EXERCISE GOAL
Reproduce every line of the listing exactly.

DATA FOR THIS TASK
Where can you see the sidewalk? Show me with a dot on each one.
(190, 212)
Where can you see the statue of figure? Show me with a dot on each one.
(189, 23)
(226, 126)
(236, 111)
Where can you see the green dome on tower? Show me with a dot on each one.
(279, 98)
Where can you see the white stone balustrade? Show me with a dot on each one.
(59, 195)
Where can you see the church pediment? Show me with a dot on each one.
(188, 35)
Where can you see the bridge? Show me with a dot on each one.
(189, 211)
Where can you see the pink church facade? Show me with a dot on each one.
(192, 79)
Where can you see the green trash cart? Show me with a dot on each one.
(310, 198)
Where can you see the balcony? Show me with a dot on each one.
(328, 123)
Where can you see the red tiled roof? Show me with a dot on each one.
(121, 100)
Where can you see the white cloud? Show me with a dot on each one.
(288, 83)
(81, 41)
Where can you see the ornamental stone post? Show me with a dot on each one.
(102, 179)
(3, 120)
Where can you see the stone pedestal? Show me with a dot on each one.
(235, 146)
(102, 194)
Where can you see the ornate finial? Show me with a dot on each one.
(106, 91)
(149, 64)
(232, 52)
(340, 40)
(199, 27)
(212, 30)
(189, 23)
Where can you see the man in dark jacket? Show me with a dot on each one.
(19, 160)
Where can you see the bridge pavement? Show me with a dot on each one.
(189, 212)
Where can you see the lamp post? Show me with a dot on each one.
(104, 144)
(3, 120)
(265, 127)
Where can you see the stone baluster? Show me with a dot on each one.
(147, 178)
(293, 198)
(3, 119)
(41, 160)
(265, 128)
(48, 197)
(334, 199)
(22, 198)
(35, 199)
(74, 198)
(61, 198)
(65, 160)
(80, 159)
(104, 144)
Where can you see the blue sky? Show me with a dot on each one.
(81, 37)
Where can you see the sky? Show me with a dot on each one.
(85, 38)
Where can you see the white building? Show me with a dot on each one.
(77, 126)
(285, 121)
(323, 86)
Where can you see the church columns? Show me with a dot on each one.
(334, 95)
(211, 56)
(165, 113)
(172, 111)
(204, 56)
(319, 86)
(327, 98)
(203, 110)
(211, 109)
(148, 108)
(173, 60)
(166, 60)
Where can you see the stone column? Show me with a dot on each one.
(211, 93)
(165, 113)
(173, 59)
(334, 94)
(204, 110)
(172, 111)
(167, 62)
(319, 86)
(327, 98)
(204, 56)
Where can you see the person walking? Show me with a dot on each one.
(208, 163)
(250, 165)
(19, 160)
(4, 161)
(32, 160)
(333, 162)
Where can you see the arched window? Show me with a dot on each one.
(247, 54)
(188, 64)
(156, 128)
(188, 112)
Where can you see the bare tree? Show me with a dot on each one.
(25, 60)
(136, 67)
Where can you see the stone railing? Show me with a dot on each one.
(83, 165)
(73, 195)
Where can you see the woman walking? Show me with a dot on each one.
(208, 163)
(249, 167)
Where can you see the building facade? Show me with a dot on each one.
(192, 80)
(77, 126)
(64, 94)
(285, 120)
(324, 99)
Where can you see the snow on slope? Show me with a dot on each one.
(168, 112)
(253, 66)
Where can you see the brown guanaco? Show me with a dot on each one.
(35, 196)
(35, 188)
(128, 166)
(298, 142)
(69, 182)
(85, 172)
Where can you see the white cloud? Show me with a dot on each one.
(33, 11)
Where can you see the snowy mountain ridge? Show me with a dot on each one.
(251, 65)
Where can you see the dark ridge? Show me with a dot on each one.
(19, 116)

FINISHED EXERCISE
Where can you see the sidewalk? Show me with a dot on each one.
(190, 212)
Where can you see the statue of figure? Show me with a dot on each one.
(189, 23)
(226, 126)
(236, 111)
Where can you see the green dome on tower? Show me with a dot on each one.
(279, 98)
Where can you see the white stone balustrade? Show me with a dot on each one.
(59, 195)
Where can you see the church pediment? Show me with a dot on each one.
(188, 35)
Where can you see the bridge? Show me with a dot on each one.
(189, 211)
Where can you see the pink church facade? Show me with a dot on each one.
(192, 79)
Where can you see the green trash cart? Show me with a dot on each one.
(310, 198)
Where can you see the balcony? Show me with a dot on each one.
(328, 123)
Where can you see the red tiled roof? Show me with a dot on each one.
(121, 100)
Where can you see the white cloud? Show me with a dot on each one.
(288, 83)
(81, 41)
Where can you see the ornamental stone post? Show me with a dot on each one.
(102, 179)
(3, 120)
Where can you see the stone pedestal? Show me with a dot on each one.
(235, 146)
(102, 194)
Where can you see the ornate finial? Show me with a dot on each one.
(106, 91)
(149, 64)
(232, 52)
(340, 40)
(199, 27)
(212, 30)
(189, 23)
Where can you see the man in dark jacket? Show me with a dot on each one.
(19, 160)
Where can you see the bridge pavement? Show me with a dot on each one.
(189, 212)
Where can you see the lamp post? Show me with a dot on each one.
(104, 144)
(3, 120)
(265, 127)
Where can you see the stone baluster? Show me with a dot on each one.
(147, 178)
(293, 198)
(3, 119)
(41, 160)
(265, 128)
(48, 197)
(334, 199)
(22, 198)
(35, 199)
(74, 198)
(61, 198)
(65, 160)
(80, 159)
(104, 144)
Where can you see the blue sky? Show me with a dot on each one.
(81, 37)
Where can you see the sky? Show me with a dot on each one.
(85, 38)
Where can you see the white building? Show me with a dot on each one.
(77, 126)
(285, 121)
(323, 86)
Where can you see the church columns? Show me with a dot on each one.
(334, 95)
(211, 56)
(165, 113)
(172, 111)
(204, 56)
(319, 86)
(327, 98)
(203, 110)
(211, 109)
(148, 108)
(173, 60)
(166, 60)
Where can you see the stone column? Show me with a dot on each one.
(211, 93)
(165, 113)
(173, 59)
(334, 94)
(204, 110)
(172, 111)
(167, 62)
(319, 86)
(327, 98)
(204, 56)
Where can you see the person walking? Show me with a dot on each one.
(208, 163)
(250, 165)
(19, 160)
(4, 161)
(32, 160)
(333, 162)
Where can you see the arched window? Show me with a dot on each one.
(247, 54)
(188, 64)
(156, 128)
(188, 112)
Where can you see the bare tree? Show me with a dot on each one.
(25, 60)
(136, 67)
Where can you see the stone railing? Show me with a dot on each one.
(83, 165)
(73, 195)
Where can you see the woman walking? Show me with a dot on each one.
(208, 163)
(249, 167)
Where can you see the building facade? Show me with a dot on each one.
(192, 80)
(77, 126)
(64, 94)
(285, 120)
(324, 99)
Where can you see the snow on slope? Show me with a dot on each one.
(168, 112)
(253, 66)
Where can you see the brown guanaco? Show me with a dot on each one.
(35, 196)
(35, 188)
(128, 166)
(298, 142)
(69, 182)
(85, 172)
Where can you see the white cloud? Show me with a dot on each one.
(33, 11)
Where can you see the snowy mountain ridge? Show me with a dot on each one.
(251, 65)
Where can you see the dark ridge? Show me with a dot on each one.
(19, 116)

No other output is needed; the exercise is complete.